## Record set

===

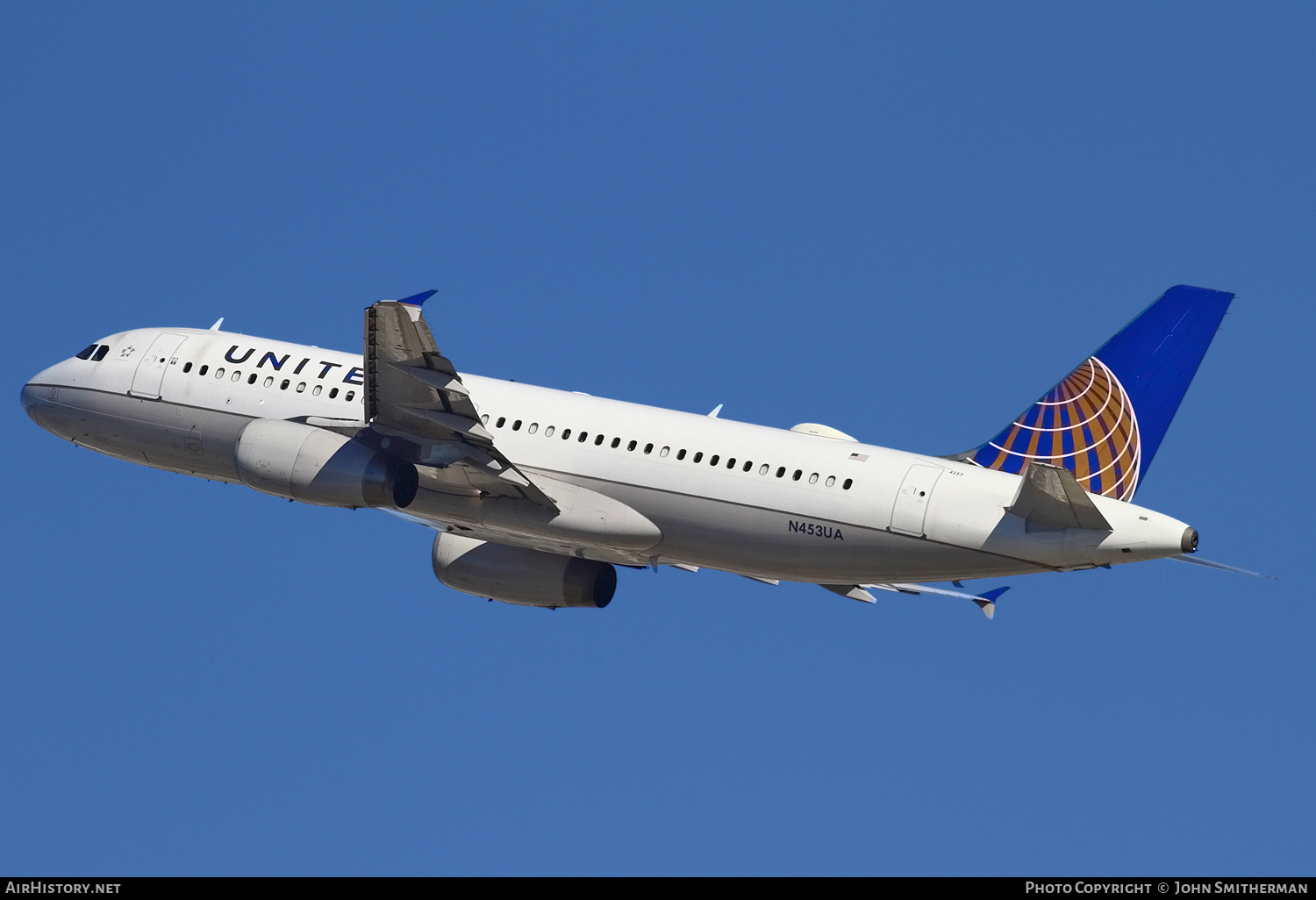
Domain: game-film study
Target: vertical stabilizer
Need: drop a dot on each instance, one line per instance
(1107, 418)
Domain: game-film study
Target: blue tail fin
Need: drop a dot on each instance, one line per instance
(1107, 418)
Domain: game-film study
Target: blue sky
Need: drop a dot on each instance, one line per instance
(905, 221)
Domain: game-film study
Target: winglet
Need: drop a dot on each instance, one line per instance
(987, 600)
(418, 299)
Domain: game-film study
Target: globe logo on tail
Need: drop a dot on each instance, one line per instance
(1084, 424)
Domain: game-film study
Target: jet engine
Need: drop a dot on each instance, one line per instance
(313, 465)
(528, 578)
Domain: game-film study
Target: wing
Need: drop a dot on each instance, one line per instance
(412, 392)
(986, 600)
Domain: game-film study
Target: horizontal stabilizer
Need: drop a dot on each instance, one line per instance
(1198, 561)
(1050, 495)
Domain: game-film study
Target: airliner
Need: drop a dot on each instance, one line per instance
(537, 495)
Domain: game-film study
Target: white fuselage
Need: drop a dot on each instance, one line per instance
(676, 487)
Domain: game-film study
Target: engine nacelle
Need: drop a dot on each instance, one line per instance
(528, 578)
(313, 465)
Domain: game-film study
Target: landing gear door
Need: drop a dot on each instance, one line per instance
(150, 370)
(911, 507)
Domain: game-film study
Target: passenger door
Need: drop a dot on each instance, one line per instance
(150, 370)
(911, 507)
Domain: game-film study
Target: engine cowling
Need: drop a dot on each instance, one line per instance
(313, 465)
(528, 578)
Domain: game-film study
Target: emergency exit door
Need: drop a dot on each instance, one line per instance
(150, 370)
(911, 508)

===

## Task to carry out
The reply must consist of the records, repeated exactly, minus any images.

## Task solution
Domain: game-film study
Target: vertical stabilizer
Need: drop a dot on each instance, one line per instance
(1107, 418)
Domain: game-film study
Target: blue tail fin
Need: drop a dot on each instance, one line per instance
(1107, 418)
Domain: game-film study
Target: blue sky
Need: drop a dot on each instance, one line per instance
(905, 221)
Domain: game-film study
Target: winglet
Need: drop a dot on each instance, one line per instance
(987, 600)
(418, 299)
Domain: game-film study
Target: globe logo on tail
Need: drop a dot on each instance, one line per instance
(1084, 424)
Domain: game-film study
Target: jet engine
Need: drop a dot on each instance, one line per instance
(313, 465)
(528, 578)
Domain: game-film study
Target: wing
Need: drop a dot on each instance, one line per instance
(412, 392)
(986, 600)
Domain: game-film study
Target: horizontal stabilizer
Need: drop a dot on each instance, one line per instance
(1198, 561)
(1050, 495)
Domain: game-film study
Target: airliner
Need: drop a dot on each instance, one line per instance
(537, 495)
Domain: game-film study
Target: white fuselage
Need: drop a dot on each instance, one line per instance
(676, 487)
Domain: game-film study
Target: engine nacelle
Need: drop a dot on each instance, one line per instance
(528, 578)
(313, 465)
Domain: game-film study
Target: landing gear door
Need: drop a dot on each instance, one line per instance
(150, 370)
(911, 507)
Domain: game-film study
Target: passenger door
Need: drop a dot on each instance, one line per instance
(150, 370)
(911, 507)
Domain: game-film study
Target: engine cowling
Need: drop a dot on each instance, one line per instance
(313, 465)
(528, 578)
Domain: game-film study
Target: emergency exit door
Need: drop a dot on each instance, one line per instance
(150, 370)
(911, 508)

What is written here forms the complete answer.